■ **TRAVAIL DEMANDÉ**
- A) D'après l'extrait choisi, de quel besoin parle-t-on très peu alors que l'on entend si souvent le mot « contact » ?
- B) Transcrivez le passage de l'extrait choisi qui va de « J’aimerais contacter…, j’ai » à « en avoir conscience. », ces deux bornes incluses.

■ **EXTRAIT CHOISI**
J’aimerais contacter…, j’ai mes contacts…, j’ai pris contact avec…, entre nous il n’y a pas de contact…, c’est quelqu’un avec beaucoup de contacts…

Nous entendons tellement de fois le mot « contact » qui fait référence à différentes affections, qui parle de personnes connues dans le milieu familial, social, du travail ou de personnes inconnues (dans le domaine virtuel) ; on parle cependant très peu de l’immense besoin de contacts des corps, du désir d’être touché, étreint, caressé, blotti, contenu, de faim (parce qu’il s’agit de cela), d’explication affective, de tendresse, de qualification (ou valorisation) que nous attendons chaque jour, minute par minute, sans le savoir, sans en avoir conscience.

■ **DONNÉES FOURNIES**
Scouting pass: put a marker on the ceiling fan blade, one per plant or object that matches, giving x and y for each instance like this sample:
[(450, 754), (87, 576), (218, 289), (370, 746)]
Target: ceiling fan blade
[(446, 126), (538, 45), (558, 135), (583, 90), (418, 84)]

■ **RÉPONSES PAR TÂCHE**
- A) De l'immense besoin de contacts des corps.

- B)
J’aimerais contacter…, j’ai mes contacts…, j’ai pris contact avec…, entre nous il n’y a pas de contact…, c’est quelqu’un avec beaucoup de contacts…

Nous entendons tellement de fois le mot « contact » qui fait référence à différentes affections, qui parle de personnes connues dans le milieu familial, social, du travail ou de personnes inconnues (dans le domaine virtuel) ; on parle cependant très peu de l’immense besoin de contacts des corps, du désir d’être touché, étreint, caressé, blotti, contenu, de faim (parce qu’il s’agit de cela), d’explication affective, de tendresse, de qualification (ou valorisation) que nous attendons chaque jour, minute par minute, sans le savoir, sans en avoir conscience.